> [Text extract]
----------
To truly understand the status of this
territory in Greater Israel we
have to first differentiate between the personal and the national.
Of course there is
land privately owned by Arab-Palestinians in Judea and Samaria , what many call the “West Bank ” in seeming deference to the Jordanian
occupation, which invented the term as juxtaposition to its eastern bank. These
areas, like privately owned territory anywhere in the world, cannot be touched
unless there is very pressing reason for a government or sovereign power to do
so. These areas, according to Ottoman and British records, constitute no more
than a few percent of the total area, meaning the vast majority is not
privately owned.
However, to
contend that these territories are “Arab-Palestinian” on a national level is
problematic. To claim an area belongs to a particular nation requires the
territory to have belonged to that people, where they held some sort of
sovereignty that was broadly recognized.
All of these
criteria have been met historically by the Jewish people, and none by the Arab-Palestinians.
In fact, the
Jewish people were provided with national rights in these territories not just
by dint of history and past sovereignty, but also by residual legal rights
contained in the San Remo Treaty of 1920 confirmed by the 1920 Treaty of Sevres
and Lausanne adopted by the League of Nations as the Mandate for Palestine,
which were never canceled and are preserved by the UN Charter, under Article 80
– the famous “Palestine Clause,” that was drafted, in part, to guarantee
continuity with respect to Jewish rights from the League of Nations.
For the past over
2,400 years, since the destruction of Jewish sovereignty and expulsion of most
of its indigenous people, it remained an occupied and colonized outpost in the
territory of many global and regional empires.
The Ottomans were
the most recent to officially apportion the territory, in what they referred to
as Ottoman Syria, which today incorporates modern-day Israel, Syria, Jordan and
stretching into Iraq. Before The Ottoman Land Code of 1858, land had largely
been owned or passed on by word of mouth, custom or tradition. Under the
Ottomans of the 19th century, land was apportioned into three main categories:
Mulk, Miri and Mawat.
Mulk was the only
territory that was privately owned in the common sense of the term, and as
stated before, was only a minimal part of the whole territory, much of it owned
by Jews, who were given the right to own land under reforms.
Miri was land
owned by the sovereign, and individuals could purchase a deed to cultivate this
land and pay a tithe to the government. Ownership could be transferred only
with the approval of the state. Miri rights could be transferred to heirs, and
the land could be sub-let to tenants. In other words, a similar arrangement to
a tenant in an apartment or house as having rights in the property, but not to
the property.
----------
> [Data]
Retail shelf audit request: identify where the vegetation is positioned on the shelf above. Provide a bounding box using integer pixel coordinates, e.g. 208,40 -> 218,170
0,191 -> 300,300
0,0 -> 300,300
----------
> [Task description] Continue the piece above on land ownership in Judea and Samaria, picking up right after its last sentence.

> [Result of the task]
Finally, Mawat was
state or unclaimed land, not owned by private individuals nor largely
cultivated. These areas made up almost two-thirds of all territory.
The area recently
declared “State Land ” by the Israeli government, a process
which has been under an intensive ongoing investigation for many years, is
Mawat land. In other words, it has no private status and is not privately
owned.
Many claims to the
territory suddenly arose during the course of the investigation, but all were
proven to be unfounded on the basis of land laws.
Interestingly, it
should be clearly understood by those who deem Judea and Samaria “occupied
territory” that according to international law the occupying power must use the
pre-existing land laws as a basis for claims, exactly as Israel has done in
this case, even though Israel’s official position is that it does not see
itself de jure as an occupying power in the legal sense of the term. It is only
a liberator of its ancestral land.
None of these
facts are even alluded to in the many reports surrounding the government’s
actions in settlement and housing. This is deeply unjust and a semblance of the
relevant background, history and facts would provide the necessary context for
what has been converted into an international incident where none should exist.
Many nations and
people are questioning Israel ’s control of its own liberated territory.
No one is mentioning that the Arab countries had persecuted and ejected about a
million Jewish families and their children (who lived there for over 2,400
years) from their countries, confiscated their assets, businesses, homes and
Real estate property. Over 670,00 Jewish families and their children of these
expelled Jewish families and their children were resettled in Greater Israel.
The Land the Arab countries confiscated from the Jewish people 120,440 sq. km.
or 75,000 sq. miles, which is over 5-6 times the size of Israel , and its value today is the trillions of
dollars.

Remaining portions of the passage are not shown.